_EXERCISE_: Print each of the items below verbatim, omitting the pictures.

_Rows from a pointing dataset_:
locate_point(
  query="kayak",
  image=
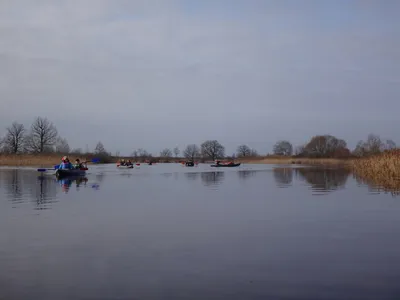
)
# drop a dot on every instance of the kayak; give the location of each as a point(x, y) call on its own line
point(226, 165)
point(70, 172)
point(125, 167)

_WRITTEN SOLUTION_:
locate_point(
  query="kayak",
  image=
)
# drop a dot on every instance of the kayak; give the location of each as a point(x, y) call on its own line
point(226, 165)
point(70, 172)
point(125, 167)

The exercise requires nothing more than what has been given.